Being a teenager or early 20-something can be challenging. Add on trying to fit in with peers while managing type 1 diabetes, and it can be very tough. An important Canadian study, supported by Diabetes Canada, recently showed that negative social feedback, also known as stigma, can have serious health risks.
Dr. Kaberi Dasgupta and her colleagues at the Research Institute of the McGill University Health Centre published a study earlier this year revealing that this stigma results in greater risk of complications. Of the 380 participants, 65 per cent of respondents said they experienced stigma. The impact was profound: they were three times as likely to have had a serious low blood sugar event and twice as likely to have had a high blood sugar event in the previous year.
While both type 1 and type 2 diabetes damage the body over the long term, type 1 puts people at much higher immediate risk. Low blood sugar (triggered by too much insulin) can result in confusion, unconsciousness and even death. Over the longer term, high blood sugar (caused by too little insulin) damages blood vessels and nerves, leading to complications that include blindness and kidney failure, as well as high rates of heart disease. “The window between having controlled blood sugars that are not too high versus low sugars is very narrow,” says Dr. Dasgupta. “A small change in dose can be quite dangerous.”
The onset of type 1 diabetes generally happens early in life – a time when people are discovering their identity, she explains. “Fitting in is very important, so there are a lot of reasons why you might feel stigmatized by your condition.”
This stigma isn’t imagined. Sarah Baker, who was diagnosed at age 12, recalls a school trip to Europe where the waiter refused to serve her dessert because someone had mentioned her diabetes. Study participants said their insulin injections had been mistaken for illegal drug use.

=-=-=

Assigned task 1:
Change "stigma" to "prejudice" in the article on diabetes stigma, starting with "Being a teenager" and going on through "the previous year.".
Assigned task 2:
Write what comes next in the article on type 1 diabetes stigma, picking up after its final sentence.
The records have no connection to the passage about diabetes stigma.

=-=-=

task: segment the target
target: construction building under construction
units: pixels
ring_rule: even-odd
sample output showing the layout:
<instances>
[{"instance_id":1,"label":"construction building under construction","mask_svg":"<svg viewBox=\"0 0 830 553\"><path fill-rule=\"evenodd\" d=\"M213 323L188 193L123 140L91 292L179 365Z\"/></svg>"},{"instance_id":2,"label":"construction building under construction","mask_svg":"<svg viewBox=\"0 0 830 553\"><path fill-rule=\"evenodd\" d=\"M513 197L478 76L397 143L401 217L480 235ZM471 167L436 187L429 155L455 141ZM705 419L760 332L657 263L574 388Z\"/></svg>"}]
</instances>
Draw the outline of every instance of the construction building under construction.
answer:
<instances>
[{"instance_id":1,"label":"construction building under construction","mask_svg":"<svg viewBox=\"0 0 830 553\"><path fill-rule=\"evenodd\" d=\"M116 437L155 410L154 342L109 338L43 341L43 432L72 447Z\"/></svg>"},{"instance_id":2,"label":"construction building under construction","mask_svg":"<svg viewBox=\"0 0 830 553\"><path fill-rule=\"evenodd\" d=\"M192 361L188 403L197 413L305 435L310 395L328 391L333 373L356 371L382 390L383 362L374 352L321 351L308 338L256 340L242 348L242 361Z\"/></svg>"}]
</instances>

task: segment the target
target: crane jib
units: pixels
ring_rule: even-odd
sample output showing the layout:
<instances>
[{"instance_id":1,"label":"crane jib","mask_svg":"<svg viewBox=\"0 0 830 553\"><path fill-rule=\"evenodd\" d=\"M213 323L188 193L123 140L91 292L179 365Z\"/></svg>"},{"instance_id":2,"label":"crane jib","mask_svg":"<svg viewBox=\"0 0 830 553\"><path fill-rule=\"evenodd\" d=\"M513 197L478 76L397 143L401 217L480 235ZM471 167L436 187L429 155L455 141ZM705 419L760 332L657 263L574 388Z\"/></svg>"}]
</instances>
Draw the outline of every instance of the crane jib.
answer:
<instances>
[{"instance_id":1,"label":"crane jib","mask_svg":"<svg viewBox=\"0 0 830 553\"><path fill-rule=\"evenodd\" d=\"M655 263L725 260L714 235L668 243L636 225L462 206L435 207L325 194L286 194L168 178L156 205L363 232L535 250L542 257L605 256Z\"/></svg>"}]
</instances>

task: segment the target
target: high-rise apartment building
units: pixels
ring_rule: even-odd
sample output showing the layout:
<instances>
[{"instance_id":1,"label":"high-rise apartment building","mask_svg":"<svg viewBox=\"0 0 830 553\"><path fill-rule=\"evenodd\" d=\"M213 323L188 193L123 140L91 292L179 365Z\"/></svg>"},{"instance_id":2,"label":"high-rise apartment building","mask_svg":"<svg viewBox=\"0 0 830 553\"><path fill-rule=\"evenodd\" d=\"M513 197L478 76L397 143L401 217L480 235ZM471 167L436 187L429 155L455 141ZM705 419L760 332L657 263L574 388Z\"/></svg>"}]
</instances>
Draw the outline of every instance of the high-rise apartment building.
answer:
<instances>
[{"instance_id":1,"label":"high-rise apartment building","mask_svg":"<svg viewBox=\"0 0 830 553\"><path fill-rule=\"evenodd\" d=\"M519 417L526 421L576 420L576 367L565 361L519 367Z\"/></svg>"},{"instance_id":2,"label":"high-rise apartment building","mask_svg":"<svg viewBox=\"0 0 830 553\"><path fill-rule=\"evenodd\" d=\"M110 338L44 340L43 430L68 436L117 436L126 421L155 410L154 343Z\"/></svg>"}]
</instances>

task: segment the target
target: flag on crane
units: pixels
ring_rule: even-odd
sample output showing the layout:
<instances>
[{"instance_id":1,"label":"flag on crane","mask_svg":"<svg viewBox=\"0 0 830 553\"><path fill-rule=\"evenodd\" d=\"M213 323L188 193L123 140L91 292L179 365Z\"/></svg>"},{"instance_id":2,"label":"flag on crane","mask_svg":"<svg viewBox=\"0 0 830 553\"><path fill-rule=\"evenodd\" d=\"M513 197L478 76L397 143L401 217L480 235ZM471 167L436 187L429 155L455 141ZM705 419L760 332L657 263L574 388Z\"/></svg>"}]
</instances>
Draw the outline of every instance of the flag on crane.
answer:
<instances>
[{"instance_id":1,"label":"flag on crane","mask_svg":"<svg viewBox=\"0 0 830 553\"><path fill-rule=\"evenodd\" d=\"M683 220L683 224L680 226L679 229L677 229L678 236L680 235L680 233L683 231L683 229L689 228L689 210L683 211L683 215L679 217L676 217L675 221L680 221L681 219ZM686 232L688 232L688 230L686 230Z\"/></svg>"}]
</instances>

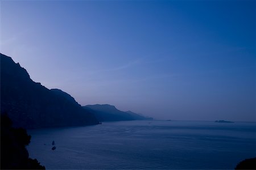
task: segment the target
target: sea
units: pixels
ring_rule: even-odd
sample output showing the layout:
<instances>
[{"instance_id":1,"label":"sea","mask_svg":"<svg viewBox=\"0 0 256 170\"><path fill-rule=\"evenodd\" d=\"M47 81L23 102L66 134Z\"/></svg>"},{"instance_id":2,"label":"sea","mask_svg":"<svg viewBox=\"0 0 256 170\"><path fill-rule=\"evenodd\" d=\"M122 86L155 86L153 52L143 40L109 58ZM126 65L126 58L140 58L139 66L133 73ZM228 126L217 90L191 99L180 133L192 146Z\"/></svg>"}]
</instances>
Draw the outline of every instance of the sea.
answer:
<instances>
[{"instance_id":1,"label":"sea","mask_svg":"<svg viewBox=\"0 0 256 170\"><path fill-rule=\"evenodd\" d=\"M234 169L256 157L255 122L132 121L27 132L30 157L47 169Z\"/></svg>"}]
</instances>

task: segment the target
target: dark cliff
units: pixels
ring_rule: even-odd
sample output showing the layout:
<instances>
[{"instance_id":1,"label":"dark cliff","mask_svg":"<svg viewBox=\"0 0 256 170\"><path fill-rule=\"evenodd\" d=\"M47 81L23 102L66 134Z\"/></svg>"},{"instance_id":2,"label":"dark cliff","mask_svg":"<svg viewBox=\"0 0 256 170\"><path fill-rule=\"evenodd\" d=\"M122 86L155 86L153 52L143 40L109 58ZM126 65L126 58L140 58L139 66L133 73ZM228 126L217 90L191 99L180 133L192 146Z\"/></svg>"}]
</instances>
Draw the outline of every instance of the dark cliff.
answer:
<instances>
[{"instance_id":1,"label":"dark cliff","mask_svg":"<svg viewBox=\"0 0 256 170\"><path fill-rule=\"evenodd\" d=\"M117 109L114 106L109 104L88 105L83 107L88 112L93 113L100 121L118 121L152 120L131 111L123 112Z\"/></svg>"},{"instance_id":2,"label":"dark cliff","mask_svg":"<svg viewBox=\"0 0 256 170\"><path fill-rule=\"evenodd\" d=\"M15 127L38 128L98 124L69 95L32 80L11 57L1 54L1 111Z\"/></svg>"}]
</instances>

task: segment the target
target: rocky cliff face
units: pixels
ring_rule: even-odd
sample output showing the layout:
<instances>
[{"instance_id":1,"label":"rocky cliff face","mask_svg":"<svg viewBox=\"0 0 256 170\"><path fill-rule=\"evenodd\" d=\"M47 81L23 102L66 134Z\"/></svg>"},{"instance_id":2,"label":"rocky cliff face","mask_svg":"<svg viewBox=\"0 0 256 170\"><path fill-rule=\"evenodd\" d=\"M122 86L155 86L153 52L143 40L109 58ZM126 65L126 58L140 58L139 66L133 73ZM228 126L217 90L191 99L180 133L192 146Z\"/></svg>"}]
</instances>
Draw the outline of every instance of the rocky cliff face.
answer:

=-=-=

Response box 1:
Being a teenager or early 20-something can be challenging. Add on trying to fit in with peers while managing type 1 diabetes, and it can be very tough. An important Canadian study, supported by Diabetes Canada, recently showed that negative social feedback, also known as prejudice, can have serious health risks.
Dr. Kaberi Dasgupta and her colleagues at the Research Institute of the McGill University Health Centre published a study earlier this year revealing that this prejudice results in greater risk of complications. Of the 380 participants, 65 per cent of respondents said they experienced prejudice. The impact was profound: they were three times as likely to have had a serious low blood sugar event and twice as likely to have had a high blood sugar event in the previous year.

Response box 2:
Following up on the study, Dr. Dasgupta and her team partnered with Diabetes Canada and the Canadian Institutes for Health Research to create a Virtual Peer Network (VPN) for people with diabetes, ages 14 to 24. A private Facebook group, the VPN also connects young people with researchers and clinicians.
Peer leaders Sarah Baker, Michael Wright, Jordan McCarron, Alexandra Kellington, Melinda Provost, Zoeie Major-Orfao and Mariam Elkeraby help participants connect and share experiences, information, tools and videos. Ms. Elkeraby, who also writes a blog that covers subjects like reviews on diabetes technology and maintaining good blood sugar levels after eating ice cream and playing soccer, writes, “I guess there’s one thing we can all agree on: diabetes is not easy! It takes effort, planning and a whole lot of time to manage.”
When someone is diagnosed with diabetes, it’s common to feel isolated, she says. “Being part of a peer VPN means you can connect with people your age who have experienced what you are experiencing, who are going through what you’re going through. Being with other people who understand means you don't feel alone.”